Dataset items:
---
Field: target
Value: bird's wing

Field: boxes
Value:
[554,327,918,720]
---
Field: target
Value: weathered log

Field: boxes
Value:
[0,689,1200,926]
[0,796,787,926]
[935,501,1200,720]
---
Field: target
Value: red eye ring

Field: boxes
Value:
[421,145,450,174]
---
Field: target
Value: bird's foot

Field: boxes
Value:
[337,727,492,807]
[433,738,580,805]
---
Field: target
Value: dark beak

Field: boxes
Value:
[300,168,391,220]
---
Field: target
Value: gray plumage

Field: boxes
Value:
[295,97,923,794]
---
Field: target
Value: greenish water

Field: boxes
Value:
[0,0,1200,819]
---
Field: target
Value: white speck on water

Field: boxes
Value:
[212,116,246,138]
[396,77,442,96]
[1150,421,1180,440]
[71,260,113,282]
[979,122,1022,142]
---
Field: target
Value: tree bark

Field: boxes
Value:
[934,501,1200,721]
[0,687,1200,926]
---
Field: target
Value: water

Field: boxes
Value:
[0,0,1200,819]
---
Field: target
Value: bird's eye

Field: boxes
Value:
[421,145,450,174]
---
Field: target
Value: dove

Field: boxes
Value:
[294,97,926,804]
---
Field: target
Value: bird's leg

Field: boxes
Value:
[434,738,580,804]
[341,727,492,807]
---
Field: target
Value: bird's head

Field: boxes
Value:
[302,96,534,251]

* * *

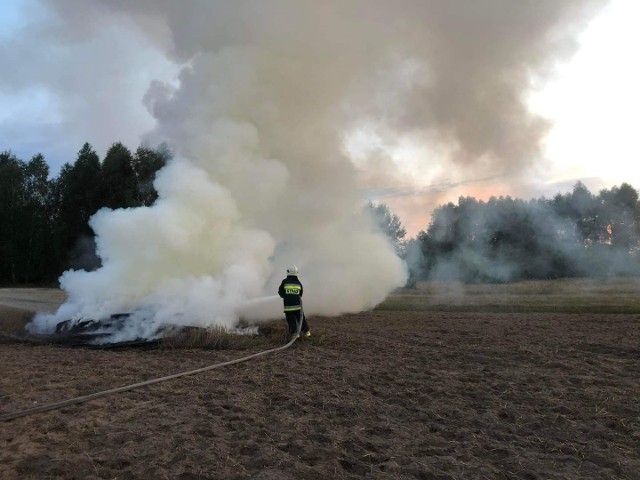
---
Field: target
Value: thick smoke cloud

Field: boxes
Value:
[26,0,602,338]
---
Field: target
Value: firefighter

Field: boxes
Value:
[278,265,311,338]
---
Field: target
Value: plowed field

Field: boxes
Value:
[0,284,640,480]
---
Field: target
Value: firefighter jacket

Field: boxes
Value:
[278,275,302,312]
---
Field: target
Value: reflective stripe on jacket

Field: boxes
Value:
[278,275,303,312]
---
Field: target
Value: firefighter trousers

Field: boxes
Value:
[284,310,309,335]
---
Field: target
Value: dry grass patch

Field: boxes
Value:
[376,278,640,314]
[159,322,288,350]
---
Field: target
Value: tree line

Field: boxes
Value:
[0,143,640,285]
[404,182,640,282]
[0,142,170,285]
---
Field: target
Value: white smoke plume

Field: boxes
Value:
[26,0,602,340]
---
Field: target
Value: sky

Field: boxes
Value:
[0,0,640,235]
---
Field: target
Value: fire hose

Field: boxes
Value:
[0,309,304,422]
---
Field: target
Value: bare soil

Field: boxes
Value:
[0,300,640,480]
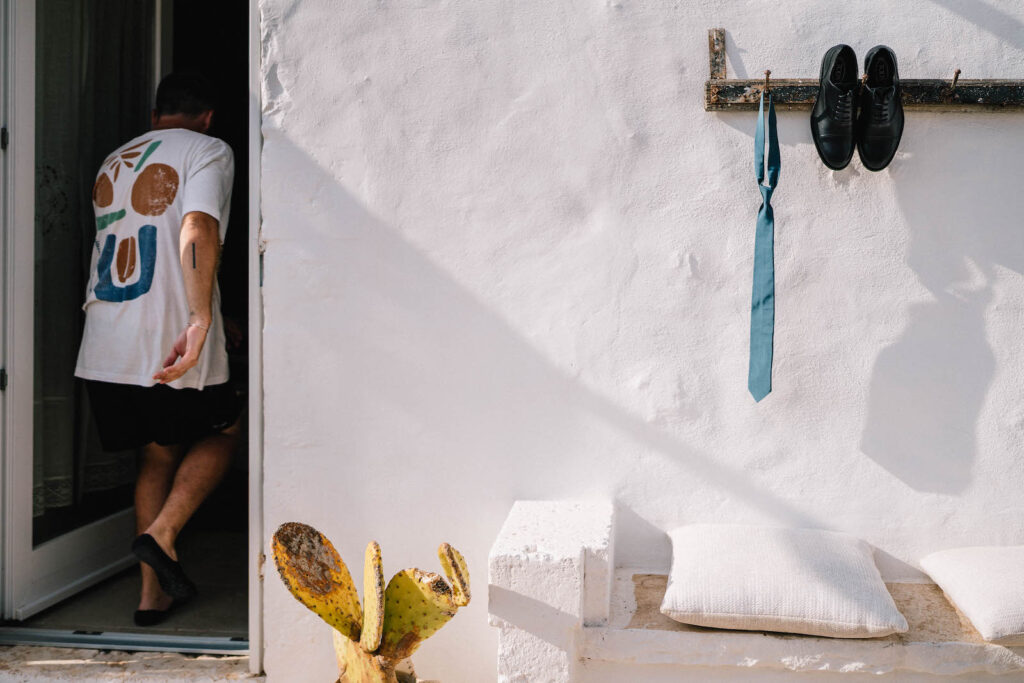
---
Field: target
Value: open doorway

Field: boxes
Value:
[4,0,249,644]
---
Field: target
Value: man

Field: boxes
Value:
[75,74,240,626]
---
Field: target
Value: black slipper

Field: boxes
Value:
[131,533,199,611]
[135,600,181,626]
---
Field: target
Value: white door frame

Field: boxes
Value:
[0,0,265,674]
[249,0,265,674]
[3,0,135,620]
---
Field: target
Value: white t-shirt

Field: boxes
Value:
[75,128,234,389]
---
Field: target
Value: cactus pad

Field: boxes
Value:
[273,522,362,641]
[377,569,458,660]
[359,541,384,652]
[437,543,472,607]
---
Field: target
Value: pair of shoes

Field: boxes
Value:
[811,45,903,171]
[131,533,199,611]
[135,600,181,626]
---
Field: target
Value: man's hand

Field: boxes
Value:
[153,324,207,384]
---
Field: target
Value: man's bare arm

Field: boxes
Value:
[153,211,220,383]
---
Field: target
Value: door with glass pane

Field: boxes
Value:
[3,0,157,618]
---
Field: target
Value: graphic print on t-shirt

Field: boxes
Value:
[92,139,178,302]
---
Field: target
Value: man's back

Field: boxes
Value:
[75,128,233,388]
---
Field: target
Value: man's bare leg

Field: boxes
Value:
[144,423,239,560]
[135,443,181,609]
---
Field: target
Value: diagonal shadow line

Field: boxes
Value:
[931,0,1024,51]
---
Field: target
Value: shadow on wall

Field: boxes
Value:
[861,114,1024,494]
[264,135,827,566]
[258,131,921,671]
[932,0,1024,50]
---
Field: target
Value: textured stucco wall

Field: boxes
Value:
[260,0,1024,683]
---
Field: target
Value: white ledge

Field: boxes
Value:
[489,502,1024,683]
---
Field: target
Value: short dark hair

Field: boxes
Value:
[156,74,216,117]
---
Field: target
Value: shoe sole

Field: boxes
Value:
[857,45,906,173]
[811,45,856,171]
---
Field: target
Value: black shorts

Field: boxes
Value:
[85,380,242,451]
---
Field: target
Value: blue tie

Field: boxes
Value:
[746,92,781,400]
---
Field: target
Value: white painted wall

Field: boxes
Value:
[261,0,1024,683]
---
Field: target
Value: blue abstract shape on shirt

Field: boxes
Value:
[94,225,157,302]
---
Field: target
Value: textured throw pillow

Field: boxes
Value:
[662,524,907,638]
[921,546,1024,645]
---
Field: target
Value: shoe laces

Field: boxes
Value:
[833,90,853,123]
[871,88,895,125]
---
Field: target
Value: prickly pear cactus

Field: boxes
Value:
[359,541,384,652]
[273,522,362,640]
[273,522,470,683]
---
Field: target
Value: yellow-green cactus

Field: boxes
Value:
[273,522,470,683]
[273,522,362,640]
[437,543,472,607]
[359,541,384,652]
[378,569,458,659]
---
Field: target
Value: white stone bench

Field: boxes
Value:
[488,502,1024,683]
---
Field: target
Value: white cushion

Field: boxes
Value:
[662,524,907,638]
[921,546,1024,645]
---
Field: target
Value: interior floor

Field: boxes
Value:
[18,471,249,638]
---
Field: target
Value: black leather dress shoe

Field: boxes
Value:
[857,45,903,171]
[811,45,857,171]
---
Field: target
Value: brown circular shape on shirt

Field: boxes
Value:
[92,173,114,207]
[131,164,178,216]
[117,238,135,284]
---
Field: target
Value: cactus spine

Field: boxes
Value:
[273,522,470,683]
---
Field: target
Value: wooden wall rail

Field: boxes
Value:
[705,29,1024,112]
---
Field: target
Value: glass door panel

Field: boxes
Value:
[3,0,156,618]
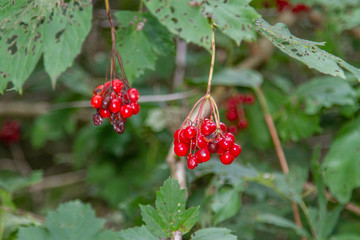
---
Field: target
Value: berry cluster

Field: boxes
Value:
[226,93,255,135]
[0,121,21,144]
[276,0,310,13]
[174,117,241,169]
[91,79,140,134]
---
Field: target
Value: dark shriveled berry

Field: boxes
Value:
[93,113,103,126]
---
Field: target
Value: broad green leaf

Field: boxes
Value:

## Exercise instructions:
Extract every line of the dataset items above that contains the word "dark".

## Correct result:
Value: dark beak
Value: short dark hair
Value: dark shriveled berry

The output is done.